Set problem: Reproduce, word for word, only the lines of the listing below that run from the line containing "Locate the cookie in" through the end of the listing, inclusive.

Location identification entries
====================
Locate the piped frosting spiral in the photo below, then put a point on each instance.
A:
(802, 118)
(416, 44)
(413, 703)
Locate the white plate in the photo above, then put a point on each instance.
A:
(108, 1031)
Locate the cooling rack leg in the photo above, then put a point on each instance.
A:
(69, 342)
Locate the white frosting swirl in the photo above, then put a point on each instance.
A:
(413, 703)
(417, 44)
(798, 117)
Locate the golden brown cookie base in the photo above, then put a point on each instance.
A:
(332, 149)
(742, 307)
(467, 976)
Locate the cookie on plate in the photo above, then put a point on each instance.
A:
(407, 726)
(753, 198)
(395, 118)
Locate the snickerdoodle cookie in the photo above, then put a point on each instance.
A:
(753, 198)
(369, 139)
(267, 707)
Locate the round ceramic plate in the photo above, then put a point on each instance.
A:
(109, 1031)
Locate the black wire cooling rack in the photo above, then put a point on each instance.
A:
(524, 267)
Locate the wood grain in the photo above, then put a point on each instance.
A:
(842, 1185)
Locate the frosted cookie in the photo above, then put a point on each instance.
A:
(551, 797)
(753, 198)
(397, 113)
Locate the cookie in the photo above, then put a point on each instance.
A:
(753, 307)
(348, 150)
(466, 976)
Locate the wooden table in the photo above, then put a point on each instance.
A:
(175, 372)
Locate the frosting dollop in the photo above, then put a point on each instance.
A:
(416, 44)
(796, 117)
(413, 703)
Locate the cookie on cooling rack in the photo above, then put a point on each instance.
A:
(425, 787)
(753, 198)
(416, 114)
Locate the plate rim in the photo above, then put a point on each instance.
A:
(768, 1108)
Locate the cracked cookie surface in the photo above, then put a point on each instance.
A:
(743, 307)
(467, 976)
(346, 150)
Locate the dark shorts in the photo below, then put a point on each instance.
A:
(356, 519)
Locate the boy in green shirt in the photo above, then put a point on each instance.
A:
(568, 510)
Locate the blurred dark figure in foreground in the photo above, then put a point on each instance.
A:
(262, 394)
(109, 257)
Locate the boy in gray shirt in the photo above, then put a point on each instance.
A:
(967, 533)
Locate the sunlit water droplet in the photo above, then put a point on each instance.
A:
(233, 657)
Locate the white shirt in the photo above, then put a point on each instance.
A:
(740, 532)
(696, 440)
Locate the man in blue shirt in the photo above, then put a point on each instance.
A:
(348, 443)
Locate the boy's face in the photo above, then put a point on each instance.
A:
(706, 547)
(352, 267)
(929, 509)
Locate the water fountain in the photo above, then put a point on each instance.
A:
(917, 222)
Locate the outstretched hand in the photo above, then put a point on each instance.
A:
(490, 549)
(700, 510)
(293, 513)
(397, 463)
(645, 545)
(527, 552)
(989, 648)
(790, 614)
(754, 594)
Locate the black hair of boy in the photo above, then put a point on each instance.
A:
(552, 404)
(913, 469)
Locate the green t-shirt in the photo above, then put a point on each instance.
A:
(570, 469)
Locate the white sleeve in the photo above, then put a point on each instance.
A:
====================
Written solution:
Locate the cookie in the photo above, then put a point on each instance.
A:
(753, 307)
(348, 150)
(466, 976)
Locate the wooden table in the photo above, then put a point on each instance.
A:
(175, 372)
Locate the frosting dollop in the photo above, then put a point on each instance.
A:
(416, 44)
(796, 117)
(413, 703)
Locate the cookie on cooling rack in the photo above, then put a point on each instance.
A:
(425, 787)
(753, 198)
(416, 114)
Locate the plate rim in the photo above, then put a point on each instance.
A:
(768, 1108)
Locate the cracked cookie surface in the photo above, then put a point on each instance.
A:
(743, 307)
(467, 976)
(346, 150)
Locate the dark shorts in the photo below, then put a point on each instance.
A:
(356, 519)
Locate the boy in green shirt in the photo above, then put a point on each instance.
A:
(568, 510)
Locate the blurred dark figure in foreground in the photo above, then put a point on each instance.
A:
(262, 394)
(109, 257)
Locate the boy in gray shirt in the photo above, then put a point on each instance.
A:
(967, 533)
Locate the sunlit water droplet in the photo above, then put a point on each instance.
A:
(233, 657)
Locate the white shirt in the photo above, then put a point on each instance.
A:
(740, 532)
(696, 440)
Locate the man in blue shirt in the photo above, then put a point on each instance.
A:
(348, 443)
Locate the boy's face in the photo above, then put a point on each instance.
A:
(706, 547)
(352, 267)
(929, 509)
Locate the water fountain in the photo above, then put a point on each instance.
A:
(917, 222)
Locate the outstretched hand in the photo above, then put a point on each instance.
A:
(490, 549)
(700, 510)
(293, 513)
(397, 463)
(645, 545)
(527, 552)
(989, 648)
(790, 614)
(754, 594)
Locate the black hair of boy in the photo above, then put a point on each instance.
A:
(552, 404)
(913, 469)
Locate the green t-shirt in the photo above, then put a point on each instance.
A:
(570, 469)
Locate the white sleeve in the photo above, then put a point on each instance.
A:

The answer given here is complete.